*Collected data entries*
=====

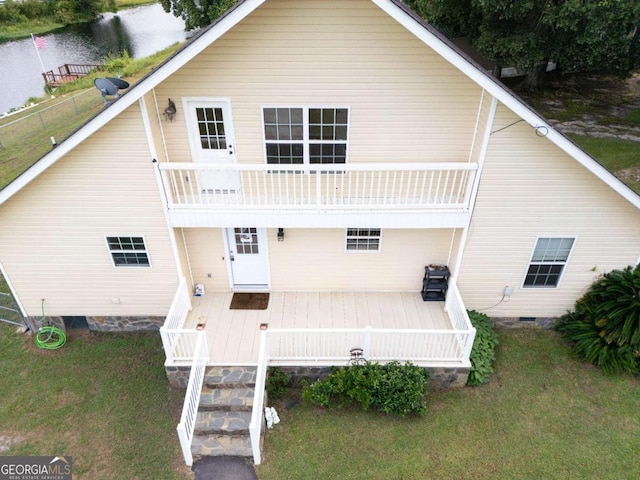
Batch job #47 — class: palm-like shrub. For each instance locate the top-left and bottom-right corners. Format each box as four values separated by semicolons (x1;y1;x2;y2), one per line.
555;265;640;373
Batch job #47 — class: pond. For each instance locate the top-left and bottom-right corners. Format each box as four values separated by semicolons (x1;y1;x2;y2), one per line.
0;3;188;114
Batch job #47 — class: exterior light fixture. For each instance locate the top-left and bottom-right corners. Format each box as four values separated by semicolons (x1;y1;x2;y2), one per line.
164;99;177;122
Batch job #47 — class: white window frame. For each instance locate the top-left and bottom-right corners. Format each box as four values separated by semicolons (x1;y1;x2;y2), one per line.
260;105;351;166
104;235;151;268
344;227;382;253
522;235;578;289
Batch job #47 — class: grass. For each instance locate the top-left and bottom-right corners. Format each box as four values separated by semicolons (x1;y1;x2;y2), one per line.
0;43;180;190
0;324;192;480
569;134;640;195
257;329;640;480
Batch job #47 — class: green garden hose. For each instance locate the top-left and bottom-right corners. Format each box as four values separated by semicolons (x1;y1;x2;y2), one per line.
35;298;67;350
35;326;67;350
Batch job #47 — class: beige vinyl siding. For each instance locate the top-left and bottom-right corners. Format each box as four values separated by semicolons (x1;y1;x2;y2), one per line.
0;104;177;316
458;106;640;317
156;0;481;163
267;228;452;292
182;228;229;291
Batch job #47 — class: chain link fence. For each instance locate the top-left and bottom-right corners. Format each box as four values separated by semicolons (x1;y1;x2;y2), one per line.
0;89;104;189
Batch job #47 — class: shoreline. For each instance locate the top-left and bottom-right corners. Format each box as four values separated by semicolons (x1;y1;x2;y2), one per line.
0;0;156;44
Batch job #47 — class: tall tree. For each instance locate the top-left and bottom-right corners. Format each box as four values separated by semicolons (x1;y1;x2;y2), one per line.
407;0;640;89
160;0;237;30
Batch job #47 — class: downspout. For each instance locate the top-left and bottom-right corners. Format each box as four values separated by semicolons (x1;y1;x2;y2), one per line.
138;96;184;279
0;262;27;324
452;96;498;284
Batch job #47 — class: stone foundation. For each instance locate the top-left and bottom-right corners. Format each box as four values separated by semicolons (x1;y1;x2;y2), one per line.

=====

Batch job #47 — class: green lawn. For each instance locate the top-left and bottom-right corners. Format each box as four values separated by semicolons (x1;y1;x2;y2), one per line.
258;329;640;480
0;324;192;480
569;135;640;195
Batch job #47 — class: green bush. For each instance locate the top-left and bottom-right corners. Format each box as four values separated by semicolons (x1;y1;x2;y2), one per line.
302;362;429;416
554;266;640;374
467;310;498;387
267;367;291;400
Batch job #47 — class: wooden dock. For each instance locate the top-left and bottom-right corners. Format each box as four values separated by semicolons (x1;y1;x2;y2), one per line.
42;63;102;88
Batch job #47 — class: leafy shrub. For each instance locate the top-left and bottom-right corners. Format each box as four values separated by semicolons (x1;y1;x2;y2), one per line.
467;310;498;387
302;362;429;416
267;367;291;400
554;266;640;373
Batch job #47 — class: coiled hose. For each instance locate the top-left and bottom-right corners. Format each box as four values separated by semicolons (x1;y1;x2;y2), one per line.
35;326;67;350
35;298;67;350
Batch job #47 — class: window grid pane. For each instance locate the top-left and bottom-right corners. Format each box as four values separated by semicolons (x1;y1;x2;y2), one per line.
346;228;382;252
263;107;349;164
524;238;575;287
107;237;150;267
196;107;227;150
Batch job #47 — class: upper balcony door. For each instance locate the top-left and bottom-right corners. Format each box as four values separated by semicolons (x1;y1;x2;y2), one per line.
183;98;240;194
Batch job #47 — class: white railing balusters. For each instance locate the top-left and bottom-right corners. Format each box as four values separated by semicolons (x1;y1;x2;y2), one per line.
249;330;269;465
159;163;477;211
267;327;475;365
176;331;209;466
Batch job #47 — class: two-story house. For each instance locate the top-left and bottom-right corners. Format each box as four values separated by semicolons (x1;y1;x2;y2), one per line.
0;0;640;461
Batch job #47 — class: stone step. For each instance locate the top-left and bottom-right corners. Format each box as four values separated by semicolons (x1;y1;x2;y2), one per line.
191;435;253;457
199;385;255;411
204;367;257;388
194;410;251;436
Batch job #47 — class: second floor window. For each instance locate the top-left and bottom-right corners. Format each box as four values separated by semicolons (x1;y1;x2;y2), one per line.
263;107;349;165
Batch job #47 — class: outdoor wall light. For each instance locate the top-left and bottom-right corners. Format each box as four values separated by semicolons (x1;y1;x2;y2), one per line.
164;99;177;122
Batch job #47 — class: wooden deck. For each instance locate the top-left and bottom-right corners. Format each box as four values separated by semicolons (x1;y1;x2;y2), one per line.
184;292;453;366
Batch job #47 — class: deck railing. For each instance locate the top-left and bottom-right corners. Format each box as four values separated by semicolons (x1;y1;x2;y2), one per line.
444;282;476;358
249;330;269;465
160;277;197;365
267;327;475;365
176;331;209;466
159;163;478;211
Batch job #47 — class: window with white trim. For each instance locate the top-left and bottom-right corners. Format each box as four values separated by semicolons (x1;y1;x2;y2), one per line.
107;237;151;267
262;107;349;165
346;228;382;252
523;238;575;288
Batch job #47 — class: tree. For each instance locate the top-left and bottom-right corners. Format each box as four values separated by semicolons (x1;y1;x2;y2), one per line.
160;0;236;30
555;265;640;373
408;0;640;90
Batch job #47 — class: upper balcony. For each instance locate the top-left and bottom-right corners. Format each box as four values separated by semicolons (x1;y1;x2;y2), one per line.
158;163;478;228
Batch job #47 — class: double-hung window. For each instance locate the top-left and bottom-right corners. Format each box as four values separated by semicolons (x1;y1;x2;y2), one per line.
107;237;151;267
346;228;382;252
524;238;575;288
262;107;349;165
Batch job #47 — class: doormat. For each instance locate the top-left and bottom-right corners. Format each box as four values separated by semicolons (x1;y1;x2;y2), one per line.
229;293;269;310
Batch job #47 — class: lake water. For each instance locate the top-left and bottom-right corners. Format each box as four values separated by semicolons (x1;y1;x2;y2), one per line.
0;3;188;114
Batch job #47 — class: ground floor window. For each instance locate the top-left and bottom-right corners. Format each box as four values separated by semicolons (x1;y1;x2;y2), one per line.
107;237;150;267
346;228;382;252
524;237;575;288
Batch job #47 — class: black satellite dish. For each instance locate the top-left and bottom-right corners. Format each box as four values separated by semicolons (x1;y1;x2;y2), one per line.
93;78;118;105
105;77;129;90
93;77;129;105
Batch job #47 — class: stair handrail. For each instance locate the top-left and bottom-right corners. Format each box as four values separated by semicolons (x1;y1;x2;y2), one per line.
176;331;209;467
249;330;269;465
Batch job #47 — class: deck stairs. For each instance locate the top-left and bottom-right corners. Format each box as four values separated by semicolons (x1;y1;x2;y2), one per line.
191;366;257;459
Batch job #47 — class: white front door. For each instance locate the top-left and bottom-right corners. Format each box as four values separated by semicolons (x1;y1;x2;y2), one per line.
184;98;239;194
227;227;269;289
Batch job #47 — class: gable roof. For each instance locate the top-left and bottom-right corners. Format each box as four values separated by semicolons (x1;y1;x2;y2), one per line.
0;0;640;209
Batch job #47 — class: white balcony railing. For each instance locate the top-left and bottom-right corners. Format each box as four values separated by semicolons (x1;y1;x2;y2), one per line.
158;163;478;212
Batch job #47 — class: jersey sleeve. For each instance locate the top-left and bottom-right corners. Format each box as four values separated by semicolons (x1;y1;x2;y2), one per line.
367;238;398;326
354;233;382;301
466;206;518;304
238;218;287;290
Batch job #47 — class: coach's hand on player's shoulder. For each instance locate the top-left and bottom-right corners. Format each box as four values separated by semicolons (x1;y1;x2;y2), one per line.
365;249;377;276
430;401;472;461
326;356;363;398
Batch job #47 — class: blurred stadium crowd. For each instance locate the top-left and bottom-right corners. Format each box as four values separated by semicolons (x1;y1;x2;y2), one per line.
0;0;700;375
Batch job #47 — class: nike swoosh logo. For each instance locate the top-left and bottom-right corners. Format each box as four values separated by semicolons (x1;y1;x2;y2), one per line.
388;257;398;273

=====

*PROBLEM DESCRIPTION*
Write out the lines of the entries verbatim, starting at the line containing "Batch job #47 — class: green bush." and ending at the line containing "554;266;640;373", with both of those lines included.

*WORKED ANSWER*
Batch job #47 — class: green bush. For each instance locate the top-left and bottom-right corners. Format each box as four values separated by semicolons (x1;y1;x2;y2), one per line.
302;362;429;416
554;266;640;374
467;310;498;387
267;367;291;400
Batch job #47 — class: wooden dock. For each instance locate the top-left and bottom-right corners. Format each box as four values separated by semicolons (x1;y1;x2;y2), one per line.
42;63;102;88
Batch job #47 — class: leafy shrub. For each instance locate the top-left and bottom-right corners. Format each box as four values separated by semicolons (x1;y1;x2;y2), one per line.
467;310;498;387
302;362;429;416
267;367;291;400
554;266;640;373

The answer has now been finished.